_AIM OF THE EXERCISE:_ Copy out all of the data below with no alterations.

_RECORDS PROVIDED:_
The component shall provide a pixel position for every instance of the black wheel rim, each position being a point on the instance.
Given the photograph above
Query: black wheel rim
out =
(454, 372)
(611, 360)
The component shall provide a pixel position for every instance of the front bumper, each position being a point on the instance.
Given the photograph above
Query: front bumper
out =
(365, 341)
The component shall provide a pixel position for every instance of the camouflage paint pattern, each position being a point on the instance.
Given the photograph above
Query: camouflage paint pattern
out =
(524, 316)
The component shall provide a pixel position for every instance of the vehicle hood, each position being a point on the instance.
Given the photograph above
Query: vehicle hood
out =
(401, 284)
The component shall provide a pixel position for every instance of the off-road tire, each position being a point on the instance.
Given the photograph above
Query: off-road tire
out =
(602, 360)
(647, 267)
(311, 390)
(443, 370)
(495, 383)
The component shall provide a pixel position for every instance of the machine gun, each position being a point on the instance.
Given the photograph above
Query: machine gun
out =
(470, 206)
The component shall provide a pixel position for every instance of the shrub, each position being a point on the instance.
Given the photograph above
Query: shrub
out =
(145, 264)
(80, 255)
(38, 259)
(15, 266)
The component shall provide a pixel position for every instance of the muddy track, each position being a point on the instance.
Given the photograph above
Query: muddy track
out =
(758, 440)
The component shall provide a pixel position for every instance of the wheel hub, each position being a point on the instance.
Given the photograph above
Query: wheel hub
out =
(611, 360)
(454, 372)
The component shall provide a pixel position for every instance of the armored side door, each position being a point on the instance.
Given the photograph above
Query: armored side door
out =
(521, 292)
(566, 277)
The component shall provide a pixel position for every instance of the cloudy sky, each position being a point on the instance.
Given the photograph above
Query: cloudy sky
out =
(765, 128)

_ANSWER BELOW:_
The component shall provide a pixel position for every instance of the black wheel rim, each position being a point on the instance.
Given the photograph above
Query: black wheel rim
out =
(454, 372)
(611, 360)
The component shall provide a pixel position for every instance of the front bumper, each position being a point on the instance.
Given the photograph above
Query: front bumper
out =
(365, 341)
The component shall provide a pixel position for every instance of the camouflage paint pattern, each position being a point on the instance.
Given the photograph above
Query: camouflage paint pattern
out =
(524, 316)
The component shall provide a pixel position for every instance of the vehicle hood, each position being a point on the instance.
Given the photograph above
Query: vehicle hood
out =
(401, 284)
The component shall provide a pixel position for every instance of the off-road tire, each position being a point on the instance.
Given the photograph above
Query: off-road tire
out =
(602, 360)
(647, 267)
(311, 390)
(443, 370)
(495, 383)
The component shall provide a pixel position for every instance of the machine gun, each position being a point on the instance.
Given the photograph above
Query: machine gun
out =
(470, 206)
The component shall provide a pixel position for every instance of the shrub, each position being a point on the instance.
Given the photograph above
Query: shrub
out =
(145, 264)
(80, 255)
(38, 259)
(15, 266)
The component shall provide a pixel position for every instance of the muddy track, each position being a point on the instance.
Given the photograph above
Query: muddy track
out =
(758, 440)
The component shall provide a pixel position for every instance of the wheel hub, each position being a point on the instance.
Given the photograph above
Query: wheel hub
out =
(611, 360)
(454, 372)
The component shall provide a pixel position for every instance of the armored side door, each position being a point on the instance.
Given the photograph above
Query: armored side door
out =
(521, 292)
(566, 277)
The component shall provide a pixel position for every instance of the cloudy sky, each position being a point on the instance.
Given the photograph above
Query: cloudy sky
out =
(765, 128)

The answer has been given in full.